Problem description:
Could you convert all of the records below into a Markdown table with two columns, Row and Line, giving each line its own row number and skipping any blank lines?

[Named object point entries]
►

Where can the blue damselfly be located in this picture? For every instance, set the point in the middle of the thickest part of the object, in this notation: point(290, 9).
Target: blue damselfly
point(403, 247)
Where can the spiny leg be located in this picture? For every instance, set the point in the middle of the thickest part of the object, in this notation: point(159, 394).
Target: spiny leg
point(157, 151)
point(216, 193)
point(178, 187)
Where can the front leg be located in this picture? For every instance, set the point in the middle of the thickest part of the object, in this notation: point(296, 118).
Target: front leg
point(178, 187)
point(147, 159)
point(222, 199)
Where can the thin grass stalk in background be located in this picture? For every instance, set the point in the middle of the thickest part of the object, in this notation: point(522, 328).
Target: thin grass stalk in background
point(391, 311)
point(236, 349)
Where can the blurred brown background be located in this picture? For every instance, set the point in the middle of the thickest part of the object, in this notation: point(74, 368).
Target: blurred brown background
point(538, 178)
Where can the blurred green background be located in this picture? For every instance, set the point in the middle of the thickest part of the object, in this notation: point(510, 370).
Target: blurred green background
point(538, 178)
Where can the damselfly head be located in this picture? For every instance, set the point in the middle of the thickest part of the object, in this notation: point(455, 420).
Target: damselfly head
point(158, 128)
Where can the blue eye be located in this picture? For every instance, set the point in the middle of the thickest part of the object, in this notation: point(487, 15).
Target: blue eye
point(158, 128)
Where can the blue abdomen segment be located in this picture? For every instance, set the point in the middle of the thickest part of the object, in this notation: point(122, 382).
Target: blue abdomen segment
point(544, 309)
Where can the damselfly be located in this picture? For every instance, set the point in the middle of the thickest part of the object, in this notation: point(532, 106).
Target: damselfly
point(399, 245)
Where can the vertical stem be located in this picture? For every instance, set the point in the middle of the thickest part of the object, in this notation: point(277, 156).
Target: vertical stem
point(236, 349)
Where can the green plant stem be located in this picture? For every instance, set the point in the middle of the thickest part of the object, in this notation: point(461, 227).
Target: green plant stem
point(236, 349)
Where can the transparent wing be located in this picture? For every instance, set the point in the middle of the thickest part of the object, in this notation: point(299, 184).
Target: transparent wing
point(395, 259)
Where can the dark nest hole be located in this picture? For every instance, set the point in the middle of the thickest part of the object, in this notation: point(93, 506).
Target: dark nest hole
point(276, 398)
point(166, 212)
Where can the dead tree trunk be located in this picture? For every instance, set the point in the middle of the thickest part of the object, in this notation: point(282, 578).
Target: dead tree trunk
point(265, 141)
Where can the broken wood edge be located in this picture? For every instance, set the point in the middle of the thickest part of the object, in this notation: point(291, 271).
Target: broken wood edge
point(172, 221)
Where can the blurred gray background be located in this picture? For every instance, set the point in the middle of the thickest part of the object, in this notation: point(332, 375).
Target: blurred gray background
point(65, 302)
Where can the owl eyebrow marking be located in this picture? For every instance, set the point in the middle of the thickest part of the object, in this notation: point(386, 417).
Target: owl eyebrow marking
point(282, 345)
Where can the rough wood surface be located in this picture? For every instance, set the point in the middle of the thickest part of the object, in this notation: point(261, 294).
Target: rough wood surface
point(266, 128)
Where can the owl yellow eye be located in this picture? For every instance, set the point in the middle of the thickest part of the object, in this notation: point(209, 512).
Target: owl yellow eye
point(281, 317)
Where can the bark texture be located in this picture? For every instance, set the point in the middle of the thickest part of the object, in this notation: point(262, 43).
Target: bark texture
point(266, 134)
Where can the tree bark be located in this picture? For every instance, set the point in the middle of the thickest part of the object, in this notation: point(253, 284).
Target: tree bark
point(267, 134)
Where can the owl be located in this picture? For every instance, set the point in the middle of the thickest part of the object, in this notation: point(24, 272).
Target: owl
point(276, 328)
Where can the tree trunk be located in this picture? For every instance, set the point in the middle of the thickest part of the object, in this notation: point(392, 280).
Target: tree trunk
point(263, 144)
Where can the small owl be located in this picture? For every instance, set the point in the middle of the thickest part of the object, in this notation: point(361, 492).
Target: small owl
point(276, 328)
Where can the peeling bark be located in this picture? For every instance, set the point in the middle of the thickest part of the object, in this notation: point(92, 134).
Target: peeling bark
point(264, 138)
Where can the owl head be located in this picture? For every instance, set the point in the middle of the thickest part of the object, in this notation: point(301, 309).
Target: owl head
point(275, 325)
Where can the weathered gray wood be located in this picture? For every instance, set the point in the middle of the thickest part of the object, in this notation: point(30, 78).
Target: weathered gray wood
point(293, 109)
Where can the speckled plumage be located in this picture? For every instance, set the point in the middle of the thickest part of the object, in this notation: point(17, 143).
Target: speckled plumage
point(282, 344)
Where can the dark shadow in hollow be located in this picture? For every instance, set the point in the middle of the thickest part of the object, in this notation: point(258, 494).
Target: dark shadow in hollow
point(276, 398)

◄

Full output:
| Row | Line |
|---|---|
| 1 | Where can the blue damselfly be located in this picture? For every instance, set the point in the middle of the thickest part of the object, in this notation: point(290, 9). |
| 2 | Target: blue damselfly |
| 3 | point(403, 247) |
| 4 | Where can the spiny leg be located in this picture? For every instance, set the point in the middle of the thickest part of the object, in this notation: point(159, 394). |
| 5 | Target: spiny leg |
| 6 | point(157, 151) |
| 7 | point(216, 193) |
| 8 | point(178, 187) |
| 9 | Where can the front leg be located in this picture? For every instance, set the point in the middle of the thickest part of the object, in this notation: point(296, 118). |
| 10 | Target: front leg |
| 11 | point(178, 187) |
| 12 | point(147, 159) |
| 13 | point(222, 199) |
| 14 | Where can the thin grass stalk in background be located in this picture? For every instance, set the point in the middle of the thickest part of the object, in this notation: point(522, 328). |
| 15 | Target: thin grass stalk in background |
| 16 | point(391, 311) |
| 17 | point(236, 349) |
| 18 | Where can the blurred brown background be located in this picture? For every instance, set the point in the middle of the thickest part of the object, in this notation: point(74, 368). |
| 19 | Target: blurred brown background |
| 20 | point(538, 178) |
| 21 | Where can the blurred green background be located in this picture? For every instance, set the point in the middle of the thickest part of the object, in this notation: point(510, 370). |
| 22 | Target: blurred green background |
| 23 | point(538, 178) |
| 24 | Where can the damselfly head be located in this picture? For every instance, set the point in the middle of the thickest part of the object, in this notation: point(455, 420). |
| 25 | Target: damselfly head |
| 26 | point(158, 128) |
| 27 | Where can the blue eye be located in this picture? For every instance, set the point in the middle of the thickest part of the object, in this notation: point(487, 15). |
| 28 | Target: blue eye |
| 29 | point(158, 128) |
| 30 | Where can the blue abdomen segment be located in this picture? For every instance, set the point in the middle of the thickest part of the object, in this notation: point(122, 382). |
| 31 | Target: blue abdomen segment |
| 32 | point(544, 309) |
| 33 | Where can the damselfly be located in this picture? For every instance, set the point in the middle of the thickest part of the object, in this notation: point(532, 106). |
| 34 | Target: damselfly |
| 35 | point(399, 245) |
| 36 | Where can the vertical stem be located in this picture? For every instance, set the point in the middle of the thickest part of the object, in this notation: point(277, 156). |
| 37 | Target: vertical stem |
| 38 | point(236, 349) |
| 39 | Where can the green plant stem be located in this picture? For every instance, set the point in the middle of the thickest part of the object, in this notation: point(461, 227). |
| 40 | Target: green plant stem |
| 41 | point(236, 349) |
| 42 | Where can the transparent wing be located in this picture? For every instance, set the point in the middle of the thickest part of the object, in this notation: point(299, 184). |
| 43 | Target: transparent wing |
| 44 | point(395, 259) |
| 45 | Where can the dark nest hole be located in this picture? For every instance, set the point in the middle of the thickest part of the object, in this notation: point(93, 506). |
| 46 | Target: dark nest hole |
| 47 | point(276, 398) |
| 48 | point(166, 212) |
| 49 | Where can the dead tree trunk be located in this picture? For every instance, set the point in the middle of the thickest part of the object, in this notation: point(282, 578). |
| 50 | Target: dead tree trunk |
| 51 | point(265, 141) |
| 52 | Where can the broken wood edge be located in this picture? For every instance, set the point in the middle of the thickest part of the object, in this notation: point(291, 271). |
| 53 | Target: broken wood edge |
| 54 | point(172, 221) |
| 55 | Where can the blurred gray background be located in this picture? For every instance, set the point in the middle of the thickest part of the object, in this notation: point(332, 375). |
| 56 | Target: blurred gray background |
| 57 | point(65, 302) |
| 58 | Where can the owl eyebrow marking be located in this picture? For every instance, set the point in the middle of the thickest part of the object, in this notation: point(386, 417). |
| 59 | Target: owl eyebrow marking |
| 60 | point(282, 345) |
| 61 | Where can the rough wood surface be located in this picture? For every instance, set the point in the middle of the thickest part of the object, in this notation: point(261, 294). |
| 62 | Target: rough wood surface |
| 63 | point(266, 128) |
| 64 | Where can the owl yellow eye be located in this picture? For every instance, set the point in the middle of the thickest part of the object, in this notation: point(209, 512). |
| 65 | Target: owl yellow eye |
| 66 | point(281, 317) |
| 67 | Where can the bark texture be located in this picture? For every instance, set the point in the middle of the thickest part of the object, in this notation: point(262, 43). |
| 68 | Target: bark texture |
| 69 | point(266, 134) |
| 70 | Where can the tree bark be located in this picture? For every instance, set the point in the middle of the thickest part of the object, in this notation: point(253, 284). |
| 71 | Target: tree bark |
| 72 | point(267, 134) |
| 73 | Where can the owl be located in this picture? For every instance, set the point in the middle of the thickest part of the object, in this notation: point(24, 272). |
| 74 | Target: owl |
| 75 | point(276, 328) |
| 76 | Where can the tree trunk be located in this picture? For every instance, set the point in the middle of the thickest part of the object, in this notation: point(392, 280). |
| 77 | Target: tree trunk |
| 78 | point(263, 144) |
| 79 | Where can the small owl be located in this picture? For every instance, set the point in the middle of the thickest part of the object, in this notation: point(361, 492). |
| 80 | Target: small owl |
| 81 | point(276, 328) |
| 82 | Where can the peeling bark be located in this picture? For every instance, set the point in the middle of the thickest part of the object, in this notation: point(92, 134). |
| 83 | Target: peeling bark |
| 84 | point(264, 138) |
| 85 | Where can the owl head be located in this picture? For every instance, set the point in the middle of the thickest part of the object, in this notation: point(301, 309). |
| 86 | Target: owl head |
| 87 | point(275, 325) |
| 88 | Where can the weathered gray wood be located in this picture? For every instance, set the point in the middle of the thickest part of the object, in this notation: point(30, 78). |
| 89 | Target: weathered gray wood |
| 90 | point(293, 109) |
| 91 | Where can the speckled plumage be located in this picture? For every instance, set the point in the middle of the thickest part of the object, in this notation: point(17, 143). |
| 92 | Target: speckled plumage |
| 93 | point(282, 344) |
| 94 | Where can the dark shadow in hollow be located in this picture? For every instance, set the point in the middle of the thickest part of the object, in this notation: point(258, 494). |
| 95 | Target: dark shadow in hollow |
| 96 | point(276, 398) |